• [Jobs]
• A. List the singles released from the album, as named in the album text below.
• B. Reproduce the album text below word for word, everything from "Dido chronology" down to "top 10 list.".
── Document segment ──
Studio album by Dido
- Released: 29 September 2003
- Studios: The Ark; The Church; Cubejam; Wessex Studios; AIR; Angel Recording Studios;
- Genre: Folk-pop
- Length: 51:57
- Labels: Cheeky; Arista;
- Producers: Dido; Rollo; Mike Hedges;

Dido chronology
| No Angel (1999) | Life for Rent (2003) | Live at Brixton Academy (2005) |

Singles from Life for Rent
- "White Flag" Released: 7 July 2003; "Life for Rent" Released: 1 December 2003; "Don't Leave Home" Released: 10 April 2004; "Sand in My Shoes" Released: 23 August 2004;

= Life for Rent =

Life for Rent is the second studio album by English singer Dido, released by Arista Records on 29 September 2003. The album was produced by her brother Rollo Armstrong and American songwriter Rick Nowels. Work on the album began in mid-2002. It was certified 9× Platinum by the BPI, and sold over 12 million copies worldwide, making it the fourth best-selling album worldwide of 2003. The album became the seventh best-selling album of the 2000s in the United Kingdom, making Dido the only singer to have two albums in the top 10 list.
───
── Source material ──
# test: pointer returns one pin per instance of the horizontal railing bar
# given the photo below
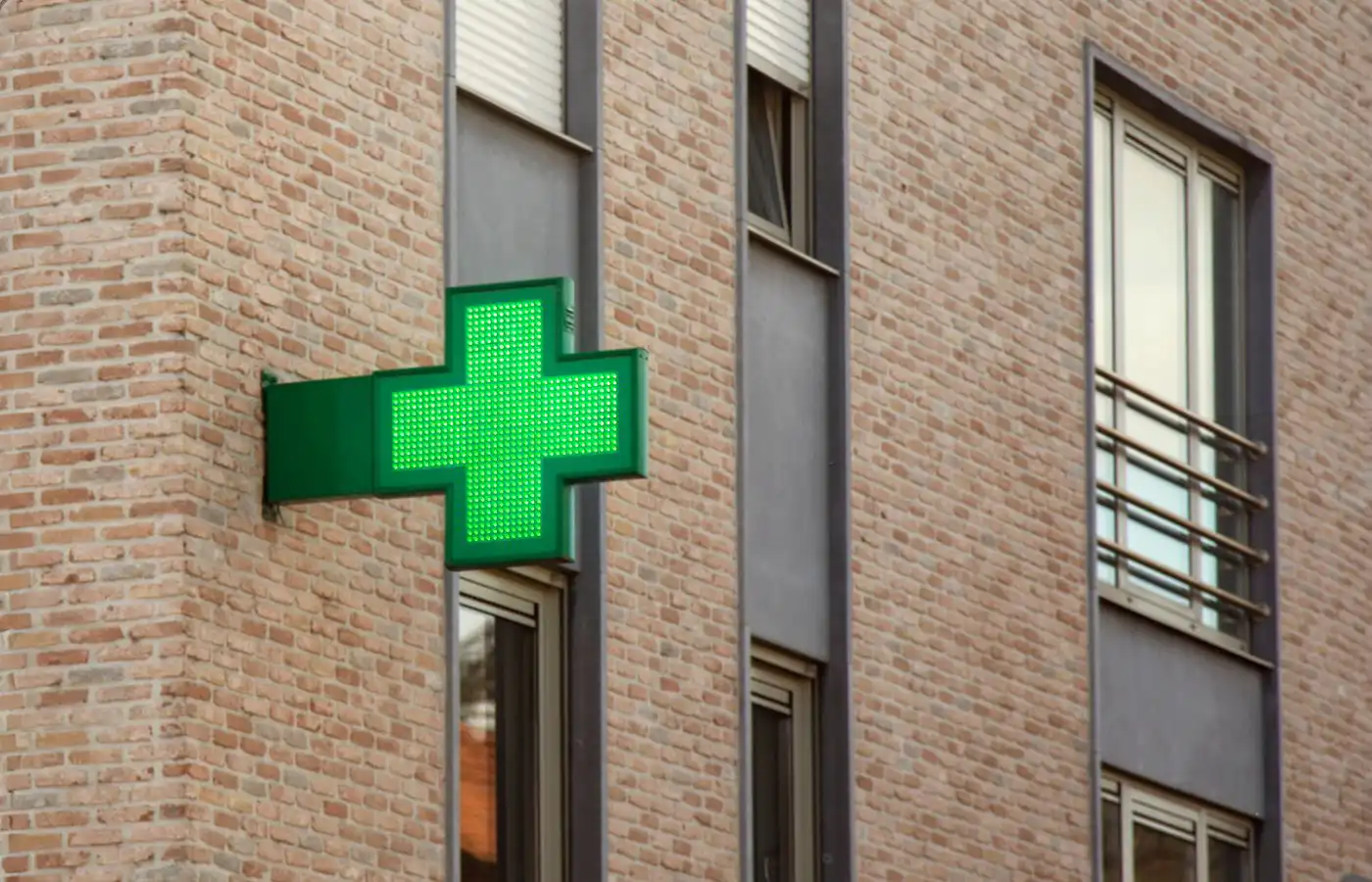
───
• [Results of the tasks]
• A.
- "White Flag"
- "Life for Rent"
- "Don't Leave Home"
- "Sand in My Shoes"

• B.
Dido chronology
| No Angel (1999) | Life for Rent (2003) | Live at Brixton Academy (2005) |

Singles from Life for Rent
- "White Flag" Released: 7 July 2003; "Life for Rent" Released: 1 December 2003; "Don't Leave Home" Released: 10 April 2004; "Sand in My Shoes" Released: 23 August 2004;

= Life for Rent =

Life for Rent is the second studio album by English singer Dido, released by Arista Records on 29 September 2003. The album was produced by her brother Rollo Armstrong and American songwriter Rick Nowels. Work on the album began in mid-2002. It was certified 9× Platinum by the BPI, and sold over 12 million copies worldwide, making it the fourth best-selling album worldwide of 2003. The album became the seventh best-selling album of the 2000s in the United Kingdom, making Dido the only singer to have two albums in the top 10 list.